[Problem description] Retype the whole listing exactly. Leave out pictures.

[Data records]
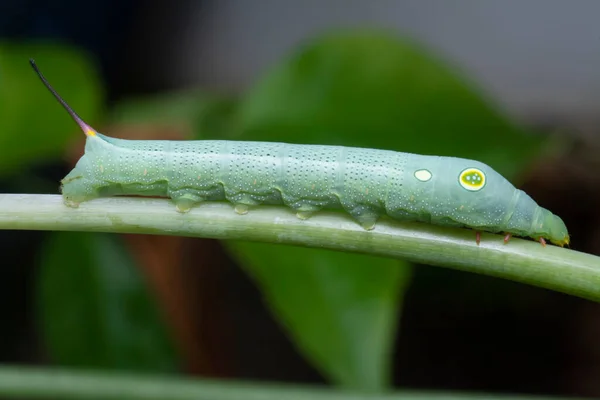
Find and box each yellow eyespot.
[459,168,486,191]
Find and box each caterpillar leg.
[63,195,96,209]
[282,199,323,221]
[226,193,262,215]
[61,177,99,208]
[234,204,250,215]
[347,205,379,230]
[539,237,547,247]
[170,189,204,213]
[503,233,512,244]
[294,204,322,221]
[475,231,481,246]
[295,210,314,220]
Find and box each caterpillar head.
[543,212,570,247]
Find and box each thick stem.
[0,194,599,301]
[0,365,584,399]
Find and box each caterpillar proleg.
[30,59,569,247]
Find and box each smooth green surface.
[226,242,412,390]
[38,231,179,371]
[1,194,598,302]
[0,365,587,400]
[0,42,103,175]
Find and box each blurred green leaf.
[226,242,411,391]
[110,90,214,125]
[109,89,238,139]
[239,30,544,180]
[0,42,103,175]
[37,231,179,372]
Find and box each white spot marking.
[414,169,432,182]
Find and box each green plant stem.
[0,365,587,400]
[1,194,599,301]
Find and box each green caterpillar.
[31,59,569,247]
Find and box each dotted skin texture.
[59,134,565,242]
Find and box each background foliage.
[0,28,596,399]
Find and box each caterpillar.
[30,59,570,247]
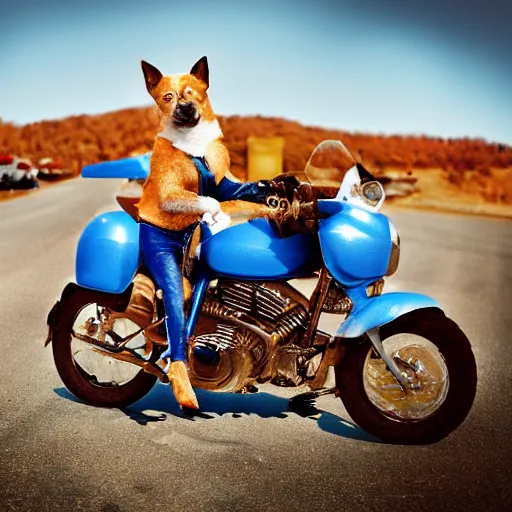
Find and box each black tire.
[335,308,477,445]
[52,285,158,407]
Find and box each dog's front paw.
[201,210,231,233]
[201,211,216,225]
[198,196,221,214]
[212,210,232,229]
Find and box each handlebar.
[266,176,319,237]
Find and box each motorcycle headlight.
[387,220,400,276]
[359,180,386,210]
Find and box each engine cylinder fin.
[222,288,254,301]
[219,280,294,323]
[221,287,253,300]
[221,299,252,314]
[257,289,289,307]
[273,307,308,342]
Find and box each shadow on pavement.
[54,384,380,443]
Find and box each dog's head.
[141,57,214,128]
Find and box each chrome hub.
[363,335,450,421]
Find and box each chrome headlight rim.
[387,220,400,276]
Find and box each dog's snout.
[176,101,195,113]
[173,101,199,128]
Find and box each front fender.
[336,292,442,338]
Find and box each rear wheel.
[52,286,158,407]
[335,309,477,444]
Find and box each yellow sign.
[247,136,285,181]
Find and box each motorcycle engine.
[188,279,320,392]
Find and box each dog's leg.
[220,200,270,220]
[183,276,192,303]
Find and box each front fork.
[296,271,411,402]
[366,327,409,389]
[289,327,411,411]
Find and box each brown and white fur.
[136,56,268,233]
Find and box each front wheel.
[335,309,477,444]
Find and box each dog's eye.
[185,87,194,96]
[162,93,173,102]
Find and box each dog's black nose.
[176,102,195,114]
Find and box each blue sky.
[1,0,511,144]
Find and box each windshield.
[304,140,356,187]
[304,140,385,211]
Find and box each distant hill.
[1,106,511,206]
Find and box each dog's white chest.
[159,120,223,157]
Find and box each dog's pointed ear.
[190,56,209,88]
[141,60,163,93]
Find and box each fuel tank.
[201,218,317,279]
[318,201,391,287]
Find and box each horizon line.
[1,106,509,147]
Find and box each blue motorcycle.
[45,140,477,444]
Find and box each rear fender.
[76,211,140,294]
[44,282,132,347]
[337,291,442,338]
[44,283,82,347]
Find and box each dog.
[134,56,271,410]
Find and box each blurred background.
[1,0,511,215]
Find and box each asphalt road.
[0,178,511,512]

[Written solution]
Find and box each yellow eyespot.
[459,168,486,191]
Find and box each caterpillar leg.
[63,195,96,209]
[282,199,323,221]
[226,193,262,215]
[61,177,99,208]
[234,204,250,215]
[347,205,379,230]
[539,237,547,247]
[170,189,204,213]
[503,233,512,244]
[294,204,322,221]
[475,231,481,246]
[295,210,314,220]
Find and box each caterpillar head.
[543,212,570,247]
Find and box each thick stem.
[0,194,599,301]
[0,365,584,399]
Find and box each caterpillar proleg.
[30,59,569,247]
Find and box each smooth green surface.
[226,242,412,390]
[38,231,179,371]
[1,194,598,302]
[0,365,587,400]
[0,42,103,175]
Find and box each blurred green leaf.
[226,242,411,391]
[110,90,214,125]
[109,89,238,139]
[239,30,544,180]
[0,42,103,175]
[37,231,179,372]
Find and box each white spot marking.
[414,169,432,182]
Find and box each green plant stem.
[0,365,587,400]
[1,194,599,301]
Find and box each green caterpillar.
[31,59,569,247]
Find and box each dotted skin texture.
[59,134,565,242]
Find and box each background foliage.
[0,28,596,399]
Find and box each caterpillar.
[30,59,570,247]
Find and box each black tire.
[335,308,477,445]
[52,285,158,407]
Find and box each dog's front paw.
[201,210,231,233]
[201,211,216,225]
[198,196,221,214]
[212,210,232,229]
Find and box each handlebar.
[266,176,319,237]
Find and box each motorcycle headlight.
[387,220,400,276]
[359,180,386,210]
Find and box each engine cylinder fin.
[222,288,254,301]
[219,280,294,323]
[221,287,253,300]
[221,299,252,314]
[257,289,289,307]
[273,307,308,342]
Find and box each shadow on pavement.
[54,384,380,443]
Find and box each dog's head.
[141,57,214,128]
Find and box each chrome hub.
[363,335,450,421]
Find and box each chrome headlight rim.
[387,220,400,276]
Find and box each dog's snout.
[176,101,195,113]
[173,101,199,128]
Find and box each front fender.
[336,292,442,338]
Find and box each rear wheel.
[52,286,158,407]
[335,309,477,444]
Find and box each yellow sign.
[247,136,285,181]
Find and box each motorcycle engine.
[188,279,320,392]
Find and box each dog's leg.
[220,200,270,220]
[183,276,192,303]
Find and box each front fork.
[296,271,411,402]
[366,327,409,389]
[289,327,411,411]
Find and box each brown and white fur.
[136,56,268,233]
Find and box each front wheel.
[335,309,477,444]
Find and box each dog's eye.
[185,87,194,96]
[162,93,173,102]
Find and box each dog's black nose.
[176,102,195,114]
Find and box each blue sky.
[1,0,511,144]
Find and box each windshield.
[304,140,356,187]
[304,140,385,211]
Find and box each distant hill.
[1,106,511,206]
Find and box each dog's white chest.
[159,120,223,157]
Find and box each dog's pointed ear.
[190,56,209,88]
[141,60,163,93]
Find and box each fuel tank.
[201,218,317,279]
[318,201,391,287]
Find and box each horizon line.
[1,106,509,147]
Find and box each blue motorcycle.
[45,140,477,444]
Find and box each rear fender.
[76,211,140,294]
[44,282,132,347]
[337,291,442,338]
[44,283,82,347]
Find and box each dog.
[134,56,271,410]
Find and box each blurred background.
[1,0,511,215]
Find and box each asphalt road.
[0,178,511,512]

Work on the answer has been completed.